***** RECORDS FOR THIS TASK *****
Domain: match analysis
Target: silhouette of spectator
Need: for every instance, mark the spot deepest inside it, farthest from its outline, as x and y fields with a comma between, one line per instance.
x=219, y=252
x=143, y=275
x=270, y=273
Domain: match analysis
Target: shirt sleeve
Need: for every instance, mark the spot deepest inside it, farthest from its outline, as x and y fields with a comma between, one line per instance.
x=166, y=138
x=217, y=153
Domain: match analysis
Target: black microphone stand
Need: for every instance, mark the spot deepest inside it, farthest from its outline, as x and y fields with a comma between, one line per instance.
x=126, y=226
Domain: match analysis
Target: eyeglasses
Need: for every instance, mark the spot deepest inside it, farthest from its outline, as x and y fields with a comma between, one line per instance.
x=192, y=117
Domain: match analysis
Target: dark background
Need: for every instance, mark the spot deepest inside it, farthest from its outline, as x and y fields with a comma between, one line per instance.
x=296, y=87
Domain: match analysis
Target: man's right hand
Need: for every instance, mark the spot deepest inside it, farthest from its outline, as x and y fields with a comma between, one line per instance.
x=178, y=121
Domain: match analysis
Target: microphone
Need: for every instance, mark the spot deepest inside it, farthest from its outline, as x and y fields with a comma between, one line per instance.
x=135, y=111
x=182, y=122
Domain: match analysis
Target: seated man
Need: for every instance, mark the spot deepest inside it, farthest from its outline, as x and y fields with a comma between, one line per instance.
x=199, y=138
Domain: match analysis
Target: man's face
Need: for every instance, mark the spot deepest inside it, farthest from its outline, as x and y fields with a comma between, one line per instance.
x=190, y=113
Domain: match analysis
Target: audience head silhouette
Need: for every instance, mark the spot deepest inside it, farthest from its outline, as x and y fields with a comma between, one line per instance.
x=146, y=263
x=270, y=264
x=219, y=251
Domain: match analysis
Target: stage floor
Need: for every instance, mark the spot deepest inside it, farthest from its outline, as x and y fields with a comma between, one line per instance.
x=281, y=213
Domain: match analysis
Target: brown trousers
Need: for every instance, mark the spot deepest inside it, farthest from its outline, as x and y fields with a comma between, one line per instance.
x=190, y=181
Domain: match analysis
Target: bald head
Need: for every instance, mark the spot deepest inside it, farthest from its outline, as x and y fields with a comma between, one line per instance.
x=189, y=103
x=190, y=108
*****
**EXERCISE REQUIREMENTS**.
All that should be written out is the stretch of lines above between the one holding "Target: dark background" and the one holding "Target: man's face", inclusive, exactly as given.

**TASK OUTPUT**.
Target: dark background
Need: for every instance, mark the spot deepest inside it, farthest from its outline, as x and y fields with a comma between, one line per instance.
x=296, y=87
Domain: match analysis
Target: man's right hand
Need: for every instance, mark the spot deepest inside it, farthest from its outline, as x and y fields with a comma between, one line per instance.
x=178, y=121
Domain: match analysis
Target: microphone
Need: for every instance, mark the spot deepest inside it, farthest from its outline, as x and y fields with a comma between, one line per instance.
x=135, y=111
x=182, y=122
Domain: match analysis
Target: seated man
Need: for every instance, mark the spot deepest inside it, farthest from its outline, as x and y fields with a comma between, one line per instance.
x=199, y=138
Domain: match analysis
Target: man's face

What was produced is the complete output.